§ Task directions: Quote precisely the final stretch of the listing: start at the line containing "Confirm that each instance of the fish in" and stop after the last line.

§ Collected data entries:
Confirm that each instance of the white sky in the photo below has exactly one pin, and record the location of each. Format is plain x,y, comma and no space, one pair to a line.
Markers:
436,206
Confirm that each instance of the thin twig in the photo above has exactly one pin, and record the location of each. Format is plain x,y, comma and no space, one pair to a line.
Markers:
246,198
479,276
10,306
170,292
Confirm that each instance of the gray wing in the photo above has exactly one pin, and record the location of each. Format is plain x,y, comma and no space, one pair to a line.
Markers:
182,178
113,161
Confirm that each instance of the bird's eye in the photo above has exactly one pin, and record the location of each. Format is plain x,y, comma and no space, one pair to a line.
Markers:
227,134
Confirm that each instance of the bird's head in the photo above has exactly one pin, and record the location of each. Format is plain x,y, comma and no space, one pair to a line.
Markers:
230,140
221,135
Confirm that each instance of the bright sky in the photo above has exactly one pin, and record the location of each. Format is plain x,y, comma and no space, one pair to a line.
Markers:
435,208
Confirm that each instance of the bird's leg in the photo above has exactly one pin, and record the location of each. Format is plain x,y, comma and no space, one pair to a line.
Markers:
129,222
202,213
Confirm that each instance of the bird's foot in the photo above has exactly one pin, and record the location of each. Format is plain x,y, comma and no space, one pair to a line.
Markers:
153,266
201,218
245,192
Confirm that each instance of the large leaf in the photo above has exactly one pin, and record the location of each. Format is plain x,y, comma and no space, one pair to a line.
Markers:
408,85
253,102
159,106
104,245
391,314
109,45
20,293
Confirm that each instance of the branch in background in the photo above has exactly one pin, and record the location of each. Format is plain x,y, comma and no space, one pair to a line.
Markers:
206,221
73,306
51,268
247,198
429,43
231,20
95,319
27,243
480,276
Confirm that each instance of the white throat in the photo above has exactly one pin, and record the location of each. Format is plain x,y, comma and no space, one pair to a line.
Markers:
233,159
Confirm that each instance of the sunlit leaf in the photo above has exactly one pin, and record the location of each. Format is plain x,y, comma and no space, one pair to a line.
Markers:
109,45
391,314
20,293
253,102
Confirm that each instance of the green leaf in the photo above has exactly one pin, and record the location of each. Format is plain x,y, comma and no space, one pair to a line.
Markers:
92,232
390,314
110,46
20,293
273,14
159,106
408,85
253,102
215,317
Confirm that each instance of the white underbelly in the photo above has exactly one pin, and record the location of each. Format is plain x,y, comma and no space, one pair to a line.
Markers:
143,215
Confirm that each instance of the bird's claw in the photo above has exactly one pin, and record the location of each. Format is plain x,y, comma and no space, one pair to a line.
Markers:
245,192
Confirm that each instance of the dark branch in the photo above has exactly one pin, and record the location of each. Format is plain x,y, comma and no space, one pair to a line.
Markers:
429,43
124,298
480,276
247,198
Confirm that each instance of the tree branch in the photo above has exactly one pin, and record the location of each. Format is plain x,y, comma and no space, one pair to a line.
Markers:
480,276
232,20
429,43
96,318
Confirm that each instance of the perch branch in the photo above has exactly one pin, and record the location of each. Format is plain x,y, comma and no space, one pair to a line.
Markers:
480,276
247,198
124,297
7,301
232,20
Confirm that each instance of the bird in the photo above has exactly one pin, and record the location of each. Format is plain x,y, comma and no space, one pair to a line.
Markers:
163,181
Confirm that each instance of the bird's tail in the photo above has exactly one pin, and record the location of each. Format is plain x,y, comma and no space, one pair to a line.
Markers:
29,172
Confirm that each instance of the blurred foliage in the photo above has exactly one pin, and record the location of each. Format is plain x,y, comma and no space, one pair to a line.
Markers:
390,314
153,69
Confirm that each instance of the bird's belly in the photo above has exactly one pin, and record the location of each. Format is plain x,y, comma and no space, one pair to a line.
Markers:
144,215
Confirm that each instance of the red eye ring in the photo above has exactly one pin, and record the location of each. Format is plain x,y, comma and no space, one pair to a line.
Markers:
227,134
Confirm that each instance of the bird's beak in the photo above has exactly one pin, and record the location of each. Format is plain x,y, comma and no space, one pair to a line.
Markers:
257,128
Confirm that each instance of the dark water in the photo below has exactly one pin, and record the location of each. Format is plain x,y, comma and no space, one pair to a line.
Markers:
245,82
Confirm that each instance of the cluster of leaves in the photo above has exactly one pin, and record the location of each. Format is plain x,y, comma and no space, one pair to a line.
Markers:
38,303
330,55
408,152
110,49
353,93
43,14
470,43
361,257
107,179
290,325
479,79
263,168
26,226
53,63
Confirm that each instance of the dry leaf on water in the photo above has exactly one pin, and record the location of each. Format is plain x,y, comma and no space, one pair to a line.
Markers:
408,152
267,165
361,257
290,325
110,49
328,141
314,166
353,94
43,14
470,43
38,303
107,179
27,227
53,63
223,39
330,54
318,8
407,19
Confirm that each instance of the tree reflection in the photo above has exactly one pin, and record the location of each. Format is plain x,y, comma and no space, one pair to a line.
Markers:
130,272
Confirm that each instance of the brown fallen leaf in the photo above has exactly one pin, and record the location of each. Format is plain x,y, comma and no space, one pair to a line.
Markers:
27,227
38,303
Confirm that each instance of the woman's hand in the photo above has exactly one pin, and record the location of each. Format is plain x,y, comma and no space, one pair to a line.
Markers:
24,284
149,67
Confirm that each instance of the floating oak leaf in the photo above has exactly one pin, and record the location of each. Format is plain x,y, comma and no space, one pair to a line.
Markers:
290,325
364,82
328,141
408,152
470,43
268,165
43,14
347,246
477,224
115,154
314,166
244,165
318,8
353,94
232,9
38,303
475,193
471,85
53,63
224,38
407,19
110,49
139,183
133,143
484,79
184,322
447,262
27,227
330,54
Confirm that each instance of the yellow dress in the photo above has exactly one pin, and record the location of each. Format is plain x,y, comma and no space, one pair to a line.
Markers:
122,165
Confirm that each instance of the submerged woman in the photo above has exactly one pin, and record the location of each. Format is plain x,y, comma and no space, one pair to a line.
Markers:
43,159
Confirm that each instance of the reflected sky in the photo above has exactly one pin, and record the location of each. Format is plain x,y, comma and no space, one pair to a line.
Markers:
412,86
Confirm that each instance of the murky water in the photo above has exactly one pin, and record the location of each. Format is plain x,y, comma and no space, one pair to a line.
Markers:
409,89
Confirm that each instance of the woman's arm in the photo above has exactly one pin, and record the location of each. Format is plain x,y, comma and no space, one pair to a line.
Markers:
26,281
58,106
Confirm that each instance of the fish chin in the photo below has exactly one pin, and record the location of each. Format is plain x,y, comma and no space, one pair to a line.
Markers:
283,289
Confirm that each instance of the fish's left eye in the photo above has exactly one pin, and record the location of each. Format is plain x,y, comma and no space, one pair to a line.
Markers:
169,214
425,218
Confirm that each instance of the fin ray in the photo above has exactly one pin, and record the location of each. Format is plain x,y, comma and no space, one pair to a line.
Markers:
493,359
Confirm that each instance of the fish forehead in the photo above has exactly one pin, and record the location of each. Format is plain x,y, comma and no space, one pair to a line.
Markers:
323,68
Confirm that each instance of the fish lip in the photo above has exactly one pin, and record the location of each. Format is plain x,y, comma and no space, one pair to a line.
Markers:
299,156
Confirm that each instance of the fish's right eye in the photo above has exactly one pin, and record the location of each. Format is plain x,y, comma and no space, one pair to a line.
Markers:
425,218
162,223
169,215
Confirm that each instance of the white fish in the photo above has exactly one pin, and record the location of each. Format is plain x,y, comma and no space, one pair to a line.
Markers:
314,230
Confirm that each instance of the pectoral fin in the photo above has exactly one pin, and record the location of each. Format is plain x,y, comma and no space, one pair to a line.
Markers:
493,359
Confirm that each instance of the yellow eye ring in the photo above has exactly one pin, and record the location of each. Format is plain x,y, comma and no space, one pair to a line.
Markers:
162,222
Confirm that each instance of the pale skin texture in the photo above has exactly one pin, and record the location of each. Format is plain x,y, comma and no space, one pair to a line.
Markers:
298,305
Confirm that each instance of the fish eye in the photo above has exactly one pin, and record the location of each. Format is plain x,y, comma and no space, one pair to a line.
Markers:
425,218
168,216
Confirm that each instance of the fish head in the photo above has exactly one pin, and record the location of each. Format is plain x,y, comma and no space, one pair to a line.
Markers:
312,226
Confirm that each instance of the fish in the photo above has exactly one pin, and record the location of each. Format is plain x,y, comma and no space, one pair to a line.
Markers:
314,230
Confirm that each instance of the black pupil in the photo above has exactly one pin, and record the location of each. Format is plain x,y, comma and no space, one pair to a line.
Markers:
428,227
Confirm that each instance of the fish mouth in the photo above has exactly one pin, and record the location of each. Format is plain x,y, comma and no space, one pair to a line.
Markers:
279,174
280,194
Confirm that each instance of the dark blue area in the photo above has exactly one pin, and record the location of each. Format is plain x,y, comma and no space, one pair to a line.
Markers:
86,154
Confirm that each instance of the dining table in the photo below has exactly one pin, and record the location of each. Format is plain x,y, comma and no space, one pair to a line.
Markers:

§ Response to this task:
Confirm that each instance of the fish in the photo above has exactly one pin, and record the location of each. Format is plain x,y, comma and no space, one pair to a line.
Markers:
314,230
Confirm that each instance of the black pupil in the photo above has exactly one pin, and record the location of each. Format is plain x,y, comma and no space, one pair to a line.
Markers:
428,227
Confirm that each instance of the fish mouth in the photo above has exactly one pin, and record the location of each. Format is plain x,y, comma and no space, one pair to a line.
Markers:
279,174
280,194
Confirm that each instance of the dark blue area in the photo above has exactly one pin, and record the location of each. Format is plain x,y, comma and no space, one pair to a line.
Markers:
86,154
Confirm that each instance of the dining table in the photo below has exactly one pin, and record the location of each. Format is plain x,y, comma and no space, one pair to a line.
Markers:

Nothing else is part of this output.